◆ Problem requirements:
Lay out the entries from the line containing "Target = narrow stone stairway" through the end of the entries as a Markdown table with the columns Row and Line, numbering each line and leaving out blank lines. Omit the pictures from the table.

Stored entries
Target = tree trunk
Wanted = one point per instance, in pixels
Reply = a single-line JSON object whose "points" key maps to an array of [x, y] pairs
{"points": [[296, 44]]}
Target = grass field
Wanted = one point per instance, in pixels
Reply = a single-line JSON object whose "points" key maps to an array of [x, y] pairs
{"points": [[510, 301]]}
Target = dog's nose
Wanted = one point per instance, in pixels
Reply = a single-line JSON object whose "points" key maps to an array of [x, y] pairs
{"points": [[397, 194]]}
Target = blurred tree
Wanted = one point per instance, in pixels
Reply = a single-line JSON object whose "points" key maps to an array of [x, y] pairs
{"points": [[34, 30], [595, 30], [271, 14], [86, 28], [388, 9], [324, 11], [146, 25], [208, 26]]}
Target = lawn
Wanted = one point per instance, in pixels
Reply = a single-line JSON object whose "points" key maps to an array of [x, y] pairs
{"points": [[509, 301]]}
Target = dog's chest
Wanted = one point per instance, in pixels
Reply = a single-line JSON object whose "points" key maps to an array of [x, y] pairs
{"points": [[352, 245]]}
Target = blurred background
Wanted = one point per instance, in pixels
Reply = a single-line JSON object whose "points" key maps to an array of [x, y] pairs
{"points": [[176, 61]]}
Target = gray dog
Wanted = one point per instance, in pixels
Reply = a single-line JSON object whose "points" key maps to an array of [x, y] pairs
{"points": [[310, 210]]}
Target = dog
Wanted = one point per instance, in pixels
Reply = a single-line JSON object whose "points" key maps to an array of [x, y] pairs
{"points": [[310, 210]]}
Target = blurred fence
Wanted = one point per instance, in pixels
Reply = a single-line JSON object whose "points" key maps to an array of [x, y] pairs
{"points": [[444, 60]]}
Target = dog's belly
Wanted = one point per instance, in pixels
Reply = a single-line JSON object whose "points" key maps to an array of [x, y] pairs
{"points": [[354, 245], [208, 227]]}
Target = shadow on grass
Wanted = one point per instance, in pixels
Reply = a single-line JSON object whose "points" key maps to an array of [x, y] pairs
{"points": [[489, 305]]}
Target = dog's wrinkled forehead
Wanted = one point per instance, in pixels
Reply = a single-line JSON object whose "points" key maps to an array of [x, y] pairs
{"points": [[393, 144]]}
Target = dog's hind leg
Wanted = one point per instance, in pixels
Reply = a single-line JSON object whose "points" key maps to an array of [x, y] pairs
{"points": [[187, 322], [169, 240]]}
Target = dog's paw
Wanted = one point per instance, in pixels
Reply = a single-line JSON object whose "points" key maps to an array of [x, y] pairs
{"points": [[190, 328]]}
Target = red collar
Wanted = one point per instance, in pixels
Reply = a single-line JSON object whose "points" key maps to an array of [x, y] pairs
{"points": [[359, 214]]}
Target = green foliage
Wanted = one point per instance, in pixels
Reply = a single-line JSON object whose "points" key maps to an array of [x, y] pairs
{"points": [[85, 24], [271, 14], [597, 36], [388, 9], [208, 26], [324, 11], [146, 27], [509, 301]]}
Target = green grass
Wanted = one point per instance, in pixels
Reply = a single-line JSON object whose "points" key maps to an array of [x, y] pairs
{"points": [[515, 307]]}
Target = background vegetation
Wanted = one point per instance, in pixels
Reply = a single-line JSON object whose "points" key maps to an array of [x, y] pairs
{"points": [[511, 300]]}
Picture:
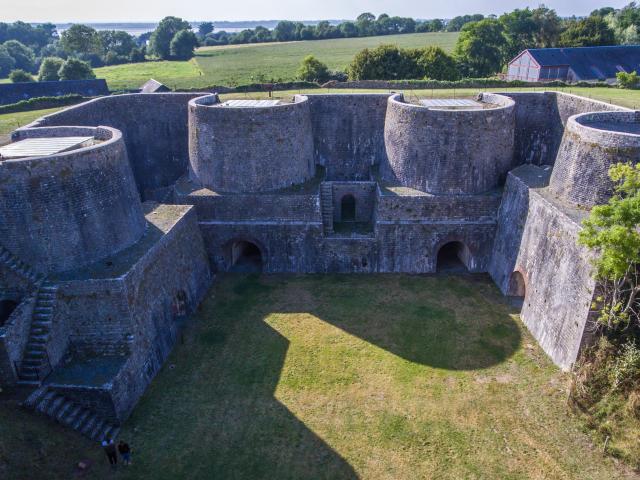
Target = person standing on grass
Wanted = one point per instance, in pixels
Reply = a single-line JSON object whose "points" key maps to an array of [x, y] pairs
{"points": [[110, 449], [125, 452]]}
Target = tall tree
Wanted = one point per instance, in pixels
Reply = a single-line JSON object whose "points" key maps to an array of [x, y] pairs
{"points": [[160, 41], [588, 32], [80, 39], [612, 231], [480, 47]]}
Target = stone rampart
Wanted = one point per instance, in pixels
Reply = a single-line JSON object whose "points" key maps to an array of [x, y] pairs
{"points": [[444, 151], [593, 142], [70, 209], [250, 149], [154, 128], [348, 133]]}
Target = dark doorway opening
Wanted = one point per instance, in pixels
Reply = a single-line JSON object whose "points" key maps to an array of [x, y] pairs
{"points": [[348, 208], [6, 309], [517, 289], [245, 257], [450, 258]]}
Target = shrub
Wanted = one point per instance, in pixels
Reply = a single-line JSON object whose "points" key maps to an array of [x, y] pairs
{"points": [[627, 80], [313, 70], [7, 63], [74, 69], [49, 69], [183, 45], [19, 76]]}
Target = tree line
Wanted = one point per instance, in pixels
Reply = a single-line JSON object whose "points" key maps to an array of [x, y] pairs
{"points": [[485, 46]]}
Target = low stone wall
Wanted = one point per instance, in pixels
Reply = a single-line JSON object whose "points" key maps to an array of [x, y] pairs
{"points": [[449, 151], [73, 208], [15, 92], [255, 149], [348, 133]]}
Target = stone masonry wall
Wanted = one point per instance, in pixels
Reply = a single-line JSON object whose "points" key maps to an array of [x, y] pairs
{"points": [[154, 127], [592, 143], [448, 151], [255, 149], [539, 240], [70, 209], [348, 133]]}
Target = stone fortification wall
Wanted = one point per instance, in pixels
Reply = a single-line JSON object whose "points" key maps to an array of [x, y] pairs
{"points": [[348, 133], [449, 151], [541, 244], [593, 142], [364, 194], [14, 335], [248, 206], [154, 128], [540, 121], [419, 206], [70, 209], [254, 149]]}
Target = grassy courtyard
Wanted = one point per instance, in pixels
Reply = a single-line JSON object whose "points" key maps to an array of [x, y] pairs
{"points": [[377, 377]]}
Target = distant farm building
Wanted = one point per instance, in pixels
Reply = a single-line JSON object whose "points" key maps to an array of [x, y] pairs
{"points": [[574, 64]]}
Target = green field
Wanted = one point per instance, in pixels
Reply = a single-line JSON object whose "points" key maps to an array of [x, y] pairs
{"points": [[254, 63], [338, 377], [626, 98]]}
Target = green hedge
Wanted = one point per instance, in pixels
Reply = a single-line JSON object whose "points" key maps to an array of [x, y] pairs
{"points": [[39, 103]]}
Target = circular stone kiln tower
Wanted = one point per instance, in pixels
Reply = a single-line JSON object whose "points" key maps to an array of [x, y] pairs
{"points": [[64, 210], [246, 146], [592, 142], [442, 150]]}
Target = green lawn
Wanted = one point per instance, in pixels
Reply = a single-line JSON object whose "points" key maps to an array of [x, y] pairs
{"points": [[351, 376], [242, 64]]}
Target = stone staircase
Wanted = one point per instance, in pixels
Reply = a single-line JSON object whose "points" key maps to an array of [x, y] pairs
{"points": [[14, 263], [35, 358], [47, 401], [326, 207]]}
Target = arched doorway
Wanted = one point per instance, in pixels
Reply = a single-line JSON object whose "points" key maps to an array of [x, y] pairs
{"points": [[245, 257], [348, 208], [6, 309], [517, 289], [451, 258]]}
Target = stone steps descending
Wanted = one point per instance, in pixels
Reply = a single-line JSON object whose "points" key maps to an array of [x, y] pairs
{"points": [[14, 263], [326, 207], [34, 359], [48, 402]]}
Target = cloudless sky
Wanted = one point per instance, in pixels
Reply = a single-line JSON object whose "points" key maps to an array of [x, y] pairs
{"points": [[154, 10]]}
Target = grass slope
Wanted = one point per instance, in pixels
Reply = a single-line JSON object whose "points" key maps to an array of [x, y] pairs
{"points": [[387, 376], [242, 64]]}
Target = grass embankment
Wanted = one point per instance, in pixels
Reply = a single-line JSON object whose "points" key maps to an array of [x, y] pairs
{"points": [[243, 64], [387, 376]]}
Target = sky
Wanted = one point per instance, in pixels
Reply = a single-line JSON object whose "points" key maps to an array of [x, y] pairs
{"points": [[142, 11]]}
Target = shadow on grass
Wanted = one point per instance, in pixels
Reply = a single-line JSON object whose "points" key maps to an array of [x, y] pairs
{"points": [[221, 396]]}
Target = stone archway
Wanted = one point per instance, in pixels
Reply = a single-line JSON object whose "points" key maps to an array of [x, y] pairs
{"points": [[451, 258], [246, 256], [348, 208]]}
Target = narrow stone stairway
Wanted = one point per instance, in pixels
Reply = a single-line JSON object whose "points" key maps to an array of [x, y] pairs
{"points": [[326, 207], [48, 402], [34, 360], [14, 263]]}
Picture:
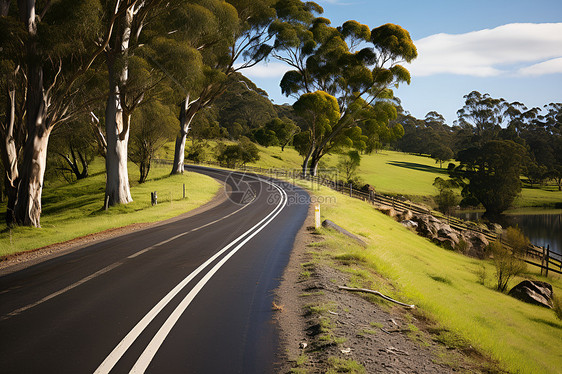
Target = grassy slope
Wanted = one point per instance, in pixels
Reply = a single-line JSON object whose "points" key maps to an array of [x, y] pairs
{"points": [[522, 337], [398, 173], [81, 202]]}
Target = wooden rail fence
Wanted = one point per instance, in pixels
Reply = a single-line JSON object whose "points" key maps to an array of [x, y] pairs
{"points": [[549, 261]]}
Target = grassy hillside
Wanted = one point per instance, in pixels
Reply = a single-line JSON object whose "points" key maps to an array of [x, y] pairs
{"points": [[73, 210], [399, 173], [445, 286]]}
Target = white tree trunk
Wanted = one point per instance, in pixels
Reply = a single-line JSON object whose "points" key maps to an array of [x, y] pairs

◆ Solution to this task:
| Row | Line |
|---|---|
| 1 | Target = narrow stone stairway |
| 2 | Wanted = one point per instance, in pixels |
| 3 | Reply = a single-line JSON object whose "points" key maps to an array of [x, y] pairs |
| 4 | {"points": [[326, 207], [48, 402], [34, 360], [14, 263]]} |
| 5 | Picture: |
| 6 | Target = grassy slope |
| 7 | Wanted = one point per instance, in pixels |
| 8 | Reply = a single-line JSON object whose "points" key maps to an array of [x, y] pairs |
| 9 | {"points": [[522, 337], [398, 173], [81, 202]]} |
| 10 | Target = wooden rail fence |
| 11 | Wanted = one point per instance, in pixels |
| 12 | Reply = a single-line JSON object whose "points" key maps to an array of [x, y] pairs |
| 13 | {"points": [[549, 261]]} |
| 14 | Target = grassy hillside |
| 15 | Wanted = one point per instance, in pixels |
| 16 | Reply = a single-line JSON object whose "points" key maps to an array of [x, y] pairs |
| 17 | {"points": [[73, 210], [399, 173], [445, 286]]} |
| 18 | Target = white tree trunk |
| 19 | Wanted = one point per instance, in pixels |
| 20 | Reply = a single-line JSON object whose "points" key maps to an array of [x, y] pairs |